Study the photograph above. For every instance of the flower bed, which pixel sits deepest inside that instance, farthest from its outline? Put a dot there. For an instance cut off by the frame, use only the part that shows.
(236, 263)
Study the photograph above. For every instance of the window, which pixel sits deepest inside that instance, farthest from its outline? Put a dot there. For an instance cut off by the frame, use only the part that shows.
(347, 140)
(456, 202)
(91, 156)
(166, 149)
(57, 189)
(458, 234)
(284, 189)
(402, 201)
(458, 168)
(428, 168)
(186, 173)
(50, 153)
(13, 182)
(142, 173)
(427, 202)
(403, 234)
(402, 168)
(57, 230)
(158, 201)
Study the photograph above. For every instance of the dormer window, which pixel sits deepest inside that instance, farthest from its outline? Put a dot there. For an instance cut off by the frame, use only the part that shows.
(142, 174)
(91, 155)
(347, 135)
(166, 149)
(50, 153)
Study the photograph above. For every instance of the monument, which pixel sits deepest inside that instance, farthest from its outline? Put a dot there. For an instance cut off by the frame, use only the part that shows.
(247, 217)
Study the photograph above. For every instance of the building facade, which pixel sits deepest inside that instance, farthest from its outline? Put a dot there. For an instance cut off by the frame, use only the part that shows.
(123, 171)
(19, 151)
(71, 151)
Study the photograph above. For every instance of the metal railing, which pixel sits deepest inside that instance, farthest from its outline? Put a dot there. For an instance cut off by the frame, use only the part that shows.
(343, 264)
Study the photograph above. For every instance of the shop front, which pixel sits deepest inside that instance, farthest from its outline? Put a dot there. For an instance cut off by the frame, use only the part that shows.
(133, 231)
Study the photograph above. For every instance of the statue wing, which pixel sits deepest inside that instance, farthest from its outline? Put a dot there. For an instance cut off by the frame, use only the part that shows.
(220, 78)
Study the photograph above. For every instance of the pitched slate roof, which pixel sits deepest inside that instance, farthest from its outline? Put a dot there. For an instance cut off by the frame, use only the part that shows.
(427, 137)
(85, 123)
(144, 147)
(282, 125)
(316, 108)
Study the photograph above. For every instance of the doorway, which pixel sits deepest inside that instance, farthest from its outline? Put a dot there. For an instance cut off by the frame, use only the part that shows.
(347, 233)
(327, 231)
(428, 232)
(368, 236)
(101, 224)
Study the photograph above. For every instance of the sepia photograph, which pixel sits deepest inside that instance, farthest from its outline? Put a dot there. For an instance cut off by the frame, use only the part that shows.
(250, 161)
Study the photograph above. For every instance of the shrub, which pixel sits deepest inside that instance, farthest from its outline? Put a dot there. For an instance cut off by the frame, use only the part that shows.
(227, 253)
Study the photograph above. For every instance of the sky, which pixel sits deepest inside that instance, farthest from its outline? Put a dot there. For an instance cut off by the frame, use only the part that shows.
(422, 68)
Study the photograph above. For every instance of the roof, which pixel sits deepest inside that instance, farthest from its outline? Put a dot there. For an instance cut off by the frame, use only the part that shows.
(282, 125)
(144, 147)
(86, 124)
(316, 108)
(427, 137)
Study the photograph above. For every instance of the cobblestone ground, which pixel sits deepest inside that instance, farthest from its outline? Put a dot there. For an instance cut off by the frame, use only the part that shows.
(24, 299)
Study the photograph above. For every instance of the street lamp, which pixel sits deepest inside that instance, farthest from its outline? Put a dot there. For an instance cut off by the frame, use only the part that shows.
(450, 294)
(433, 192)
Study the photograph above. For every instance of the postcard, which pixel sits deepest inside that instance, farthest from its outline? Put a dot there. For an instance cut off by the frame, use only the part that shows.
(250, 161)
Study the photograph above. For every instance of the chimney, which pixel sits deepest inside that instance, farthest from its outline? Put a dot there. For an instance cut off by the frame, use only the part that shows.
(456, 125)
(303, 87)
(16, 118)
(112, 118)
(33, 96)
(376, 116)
⁂
Repeat the listing above line by line, exactly as written.

Result for this exercise:
Study the photograph above. For every instance of the flower bed, which pixel sits deepest inside that instance, farthest from its outline? Put a dot there. For an instance cut off by the frame, use only the part that shows.
(236, 263)
Study the photograph above. For every instance of the window, which pixel sits deepest inside that instance, farthest from its outline? Put a dot there. For an instance cut off by the frame, use only the part that shows.
(347, 140)
(456, 202)
(91, 156)
(166, 149)
(57, 189)
(458, 234)
(284, 189)
(402, 201)
(458, 168)
(428, 168)
(186, 173)
(50, 153)
(13, 182)
(142, 173)
(427, 202)
(403, 234)
(402, 168)
(57, 230)
(158, 201)
Study the photograph above. For every instance of the dormer window, which pixel sits deepest inside that instance, farthest from its outline? Put a dot there. For an instance cut off by the frame, use only the part that shows.
(142, 174)
(91, 155)
(347, 135)
(166, 149)
(50, 153)
Study the photograph above. For every instance of the monument, which pixel sits deepest inside that instance, farthest from its outline? Put a dot there. For an instance cut off by the frame, use only the part that shows.
(247, 217)
Study the photograph above. For every instance of the building facade, which pixel sits deepest inside that instance, farthest from its outline? Put a dot there. For an instance cut off by the frame, use only the part that shows.
(123, 171)
(19, 151)
(71, 151)
Study the photograph above. For every instance of the metal railing, which pixel sits deepest inside that instance, farthest from its outline? Put a dot there. For an instance cut off by the frame, use only the part that shows.
(343, 264)
Study the photograph above. For every instance of the shop front, which pixel sits deepest inside that instance, farthest from its outline? Put a dot there. For an instance cut off by the frame, use only the part that shows.
(133, 231)
Study the photograph above. For every instance of the statue wing, which pixel sits deepest inside that instance, farthest from its outline? Put a dot there. For an instance cut off by the frame, use only the part that shows.
(220, 78)
Study the photograph above. For every instance of the pitched slate roof, which pixel sits deepest inside that instance, farthest from its outline? Put a dot there. For an instance cut off by the frame, use only the part that shows.
(427, 137)
(85, 123)
(144, 147)
(282, 125)
(316, 108)
Study the photograph above. For every instance of the doorway, which pixel sits deepest inside that instance, farthest from its outline? Put a dot there. For an instance cut off by the frame, use only the part that shows.
(347, 233)
(327, 231)
(428, 232)
(368, 236)
(101, 224)
Study the photograph above. For every instance of the sepia photograph, which pixel sits deepest inside that instance, farthest from its outline? Put a dot there. For an instance cut off by the frame, use only the part that shows.
(250, 161)
Study the photograph above. For every instance of the shrub, which pixel sits deepest inside that instance, farthest from its outline? Put a dot there. For an instance cut off by the frame, use only the part that shows.
(227, 253)
Study the photograph above. For every instance of the sky, which pixel sits deepest inside that instance, farthest from its outline? Put a dot there. For an instance cut off by the frame, use only the part that shows.
(422, 68)
Study the photograph above. For every instance of the roof, which pixel sits deepest inside that instance, farthest from its outline? Put a dot there. For an instance cut off by the frame, use only the part that shows.
(282, 125)
(144, 147)
(86, 124)
(316, 108)
(427, 137)
Study the photograph above. For every instance of the cobblestone ground, which pixel sits deepest inside that instance, farthest from its outline? Put a dot there. For an instance cut off by the frame, use only the part that shows.
(24, 299)
Study the photograph above. For every instance of the street lamp, which pixel sits deepest inside that instance, farthest from its outline? Put a dot there. For an instance cut off by the frame, use only the part that shows.
(450, 294)
(433, 192)
Study the photograph above. For every instance of the postcard, which pixel sits deepest inside that instance, farthest from its outline? Put a dot there. For an instance cut off by the frame, use only the part that shows.
(250, 161)
Study the photograph above. For every instance of the chimney, which pixel sits deepest inside that instance, farthest from its outline? Put a dot there. For an instance cut off by the frame, use only the part that shows.
(456, 125)
(303, 87)
(16, 118)
(112, 118)
(33, 96)
(376, 116)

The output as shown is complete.